BEGIN RECORDS FOR THIS EXERCISE
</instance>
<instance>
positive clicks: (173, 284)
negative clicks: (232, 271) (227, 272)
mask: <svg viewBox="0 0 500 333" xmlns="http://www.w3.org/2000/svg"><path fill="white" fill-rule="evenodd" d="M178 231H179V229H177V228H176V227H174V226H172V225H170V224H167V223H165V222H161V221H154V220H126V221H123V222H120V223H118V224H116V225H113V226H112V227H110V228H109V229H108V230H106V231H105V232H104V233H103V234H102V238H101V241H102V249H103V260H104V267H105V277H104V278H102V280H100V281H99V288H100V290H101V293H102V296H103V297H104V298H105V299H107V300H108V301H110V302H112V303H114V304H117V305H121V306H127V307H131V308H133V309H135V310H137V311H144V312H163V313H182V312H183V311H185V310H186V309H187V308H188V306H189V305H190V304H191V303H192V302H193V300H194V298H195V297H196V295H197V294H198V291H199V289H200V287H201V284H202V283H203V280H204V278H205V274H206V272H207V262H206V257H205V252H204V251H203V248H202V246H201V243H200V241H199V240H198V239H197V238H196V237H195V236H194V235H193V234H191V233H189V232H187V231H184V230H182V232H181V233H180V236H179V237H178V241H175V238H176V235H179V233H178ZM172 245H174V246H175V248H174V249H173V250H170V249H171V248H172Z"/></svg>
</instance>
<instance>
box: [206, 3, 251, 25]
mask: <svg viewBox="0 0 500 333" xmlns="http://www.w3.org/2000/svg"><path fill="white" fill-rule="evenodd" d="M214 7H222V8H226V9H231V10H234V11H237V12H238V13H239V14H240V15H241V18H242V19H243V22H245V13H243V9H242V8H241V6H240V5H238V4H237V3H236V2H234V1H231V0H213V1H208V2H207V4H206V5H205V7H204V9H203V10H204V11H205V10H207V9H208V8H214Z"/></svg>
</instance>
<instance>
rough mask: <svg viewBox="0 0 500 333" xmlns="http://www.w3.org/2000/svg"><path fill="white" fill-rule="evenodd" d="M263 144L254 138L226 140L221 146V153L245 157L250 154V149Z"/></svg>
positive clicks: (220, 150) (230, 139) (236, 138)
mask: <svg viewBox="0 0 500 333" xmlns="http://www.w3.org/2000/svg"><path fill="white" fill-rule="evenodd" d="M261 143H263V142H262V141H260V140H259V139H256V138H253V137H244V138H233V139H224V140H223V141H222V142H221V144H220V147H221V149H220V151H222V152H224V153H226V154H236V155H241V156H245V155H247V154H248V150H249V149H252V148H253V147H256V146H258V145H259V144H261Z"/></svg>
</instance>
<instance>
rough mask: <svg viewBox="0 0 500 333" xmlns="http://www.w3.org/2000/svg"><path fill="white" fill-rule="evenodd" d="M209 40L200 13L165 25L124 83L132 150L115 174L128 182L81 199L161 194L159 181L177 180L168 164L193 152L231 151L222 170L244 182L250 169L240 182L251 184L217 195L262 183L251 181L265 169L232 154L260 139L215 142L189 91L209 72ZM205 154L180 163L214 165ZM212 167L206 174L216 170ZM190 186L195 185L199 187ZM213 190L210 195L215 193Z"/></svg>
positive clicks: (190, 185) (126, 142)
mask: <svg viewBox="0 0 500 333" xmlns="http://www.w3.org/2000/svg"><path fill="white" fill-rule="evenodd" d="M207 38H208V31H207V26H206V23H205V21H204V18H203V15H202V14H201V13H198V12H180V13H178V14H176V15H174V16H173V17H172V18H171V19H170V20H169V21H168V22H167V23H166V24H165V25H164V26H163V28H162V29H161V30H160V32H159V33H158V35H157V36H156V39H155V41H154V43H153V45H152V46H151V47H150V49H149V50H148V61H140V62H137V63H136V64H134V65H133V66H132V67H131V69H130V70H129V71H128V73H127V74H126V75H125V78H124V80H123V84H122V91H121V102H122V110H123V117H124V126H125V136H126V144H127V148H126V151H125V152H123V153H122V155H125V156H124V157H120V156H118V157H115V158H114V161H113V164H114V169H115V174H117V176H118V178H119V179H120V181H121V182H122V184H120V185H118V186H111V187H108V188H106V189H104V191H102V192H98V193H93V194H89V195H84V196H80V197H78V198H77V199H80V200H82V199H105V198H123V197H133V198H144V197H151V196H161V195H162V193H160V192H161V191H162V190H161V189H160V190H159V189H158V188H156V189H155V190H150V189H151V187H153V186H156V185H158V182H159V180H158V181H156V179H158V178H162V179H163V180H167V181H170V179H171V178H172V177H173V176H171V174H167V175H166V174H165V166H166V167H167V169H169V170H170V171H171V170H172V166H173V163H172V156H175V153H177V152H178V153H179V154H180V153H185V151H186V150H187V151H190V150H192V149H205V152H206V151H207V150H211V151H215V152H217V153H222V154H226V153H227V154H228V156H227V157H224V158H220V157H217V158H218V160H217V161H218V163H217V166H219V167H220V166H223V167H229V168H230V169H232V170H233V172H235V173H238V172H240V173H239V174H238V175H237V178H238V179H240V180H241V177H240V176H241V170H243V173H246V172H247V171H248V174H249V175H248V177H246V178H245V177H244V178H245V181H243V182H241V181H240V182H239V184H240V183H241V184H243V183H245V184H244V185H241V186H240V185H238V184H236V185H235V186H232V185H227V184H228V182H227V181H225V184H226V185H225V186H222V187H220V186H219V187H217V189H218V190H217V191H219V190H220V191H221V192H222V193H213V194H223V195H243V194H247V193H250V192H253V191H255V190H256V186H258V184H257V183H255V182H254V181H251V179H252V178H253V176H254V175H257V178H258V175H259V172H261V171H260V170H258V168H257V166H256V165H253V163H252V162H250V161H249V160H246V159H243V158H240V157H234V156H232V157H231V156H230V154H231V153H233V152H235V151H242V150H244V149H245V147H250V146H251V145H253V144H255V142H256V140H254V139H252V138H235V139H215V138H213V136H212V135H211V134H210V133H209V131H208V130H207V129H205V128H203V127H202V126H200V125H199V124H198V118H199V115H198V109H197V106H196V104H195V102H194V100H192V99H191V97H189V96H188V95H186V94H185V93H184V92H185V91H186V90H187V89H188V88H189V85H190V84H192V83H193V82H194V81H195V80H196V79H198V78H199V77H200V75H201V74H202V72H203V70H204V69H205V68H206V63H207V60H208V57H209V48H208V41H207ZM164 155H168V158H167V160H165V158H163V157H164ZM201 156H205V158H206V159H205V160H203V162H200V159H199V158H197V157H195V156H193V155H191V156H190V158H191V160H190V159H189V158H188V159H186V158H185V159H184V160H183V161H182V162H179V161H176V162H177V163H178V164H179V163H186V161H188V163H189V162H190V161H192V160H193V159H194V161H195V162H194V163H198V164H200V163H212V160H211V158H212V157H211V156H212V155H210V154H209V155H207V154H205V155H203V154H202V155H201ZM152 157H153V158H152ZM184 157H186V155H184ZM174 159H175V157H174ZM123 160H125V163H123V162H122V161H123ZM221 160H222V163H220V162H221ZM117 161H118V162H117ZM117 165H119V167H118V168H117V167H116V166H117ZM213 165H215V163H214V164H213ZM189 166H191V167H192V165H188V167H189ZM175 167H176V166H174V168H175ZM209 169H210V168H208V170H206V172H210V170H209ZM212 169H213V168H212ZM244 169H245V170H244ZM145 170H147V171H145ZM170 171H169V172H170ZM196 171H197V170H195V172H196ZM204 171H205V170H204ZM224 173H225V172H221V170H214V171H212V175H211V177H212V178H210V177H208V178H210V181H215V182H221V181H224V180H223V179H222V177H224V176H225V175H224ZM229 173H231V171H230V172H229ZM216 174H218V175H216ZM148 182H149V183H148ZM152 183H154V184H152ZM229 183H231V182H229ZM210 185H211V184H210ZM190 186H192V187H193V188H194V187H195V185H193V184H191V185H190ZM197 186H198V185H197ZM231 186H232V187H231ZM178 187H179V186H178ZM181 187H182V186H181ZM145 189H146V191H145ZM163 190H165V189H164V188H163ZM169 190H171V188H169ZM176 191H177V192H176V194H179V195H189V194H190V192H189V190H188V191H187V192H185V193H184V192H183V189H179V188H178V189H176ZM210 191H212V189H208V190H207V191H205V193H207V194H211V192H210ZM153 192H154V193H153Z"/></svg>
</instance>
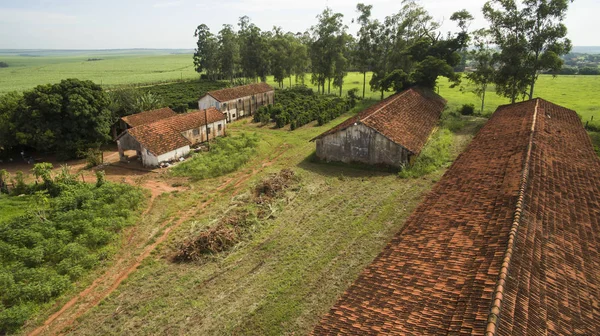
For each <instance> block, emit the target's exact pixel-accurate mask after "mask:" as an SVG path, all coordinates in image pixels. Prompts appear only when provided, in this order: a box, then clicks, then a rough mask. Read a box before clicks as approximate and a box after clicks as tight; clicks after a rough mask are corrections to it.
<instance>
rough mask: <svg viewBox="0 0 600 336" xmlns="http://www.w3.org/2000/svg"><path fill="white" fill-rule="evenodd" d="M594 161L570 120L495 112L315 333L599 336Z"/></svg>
mask: <svg viewBox="0 0 600 336" xmlns="http://www.w3.org/2000/svg"><path fill="white" fill-rule="evenodd" d="M599 243H600V160H598V157H597V155H596V153H595V152H594V150H593V148H592V144H591V141H590V139H589V137H588V135H587V134H586V132H585V130H584V129H583V127H582V124H581V121H580V120H579V118H578V116H577V114H576V113H575V112H574V111H572V110H569V109H566V108H563V107H560V106H557V105H554V104H552V103H549V102H547V101H545V100H543V99H534V100H530V101H527V102H523V103H518V104H513V105H505V106H501V107H499V108H498V110H497V111H496V113H495V114H494V115H493V116H492V118H491V119H490V120H489V121H488V122H487V124H486V125H485V126H484V127H483V128H482V129H481V131H480V132H479V133H478V134H477V136H476V137H475V138H474V139H473V141H472V143H471V144H470V145H469V146H468V148H467V149H466V150H465V152H464V153H462V154H461V155H460V156H459V157H458V158H457V159H456V161H455V162H454V164H453V165H452V166H451V167H450V168H449V169H448V171H447V172H446V174H445V175H444V177H443V178H442V179H441V180H440V181H439V182H438V183H437V184H436V186H435V187H434V188H433V190H432V191H431V193H430V194H429V195H428V196H427V197H426V199H425V200H424V202H423V203H422V204H421V205H420V206H419V207H418V208H417V210H416V211H415V212H414V213H413V214H412V215H411V217H410V218H409V219H408V221H407V222H406V224H405V226H404V228H403V229H402V230H401V231H400V232H399V233H397V234H396V236H395V237H394V238H393V240H392V241H391V242H390V243H389V244H388V245H387V246H386V247H385V249H384V250H383V251H382V252H381V253H380V254H379V255H378V256H377V257H376V258H375V260H374V261H373V262H372V263H371V264H370V265H369V266H368V267H367V268H366V269H365V270H364V271H363V272H362V274H361V275H360V276H359V278H358V279H357V280H356V281H355V282H354V284H353V285H351V287H350V288H348V289H347V290H346V292H345V293H344V294H343V296H342V297H341V298H340V299H339V301H338V302H337V303H336V304H335V306H334V307H333V308H332V309H331V310H330V312H329V313H328V314H326V315H325V316H324V317H323V318H322V320H321V321H320V323H319V324H318V325H317V326H316V328H315V329H314V331H313V334H315V335H325V334H347V335H371V334H402V335H424V334H427V335H446V334H452V335H454V334H469V335H486V336H490V335H599V334H600V244H599Z"/></svg>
END RECORDS FOR THIS EXERCISE
Taking the entries above, restate exactly those lines that fall between the line with "box: [206, 3, 251, 25]" and the line with "144L254 138L226 140L221", keeping both of those lines too.

box: [206, 3, 251, 25]
mask: <svg viewBox="0 0 500 333" xmlns="http://www.w3.org/2000/svg"><path fill="white" fill-rule="evenodd" d="M214 7H222V8H226V9H231V10H234V11H237V12H238V13H239V14H240V15H241V18H242V19H243V22H245V13H243V9H242V8H241V6H240V5H238V4H237V3H236V2H234V1H231V0H213V1H208V2H207V4H206V5H205V7H204V9H203V10H204V11H205V10H207V9H208V8H214Z"/></svg>
</instance>
<instance>
rough mask: <svg viewBox="0 0 500 333" xmlns="http://www.w3.org/2000/svg"><path fill="white" fill-rule="evenodd" d="M263 144L254 138L226 140L221 146V153L245 157L250 154V149Z"/></svg>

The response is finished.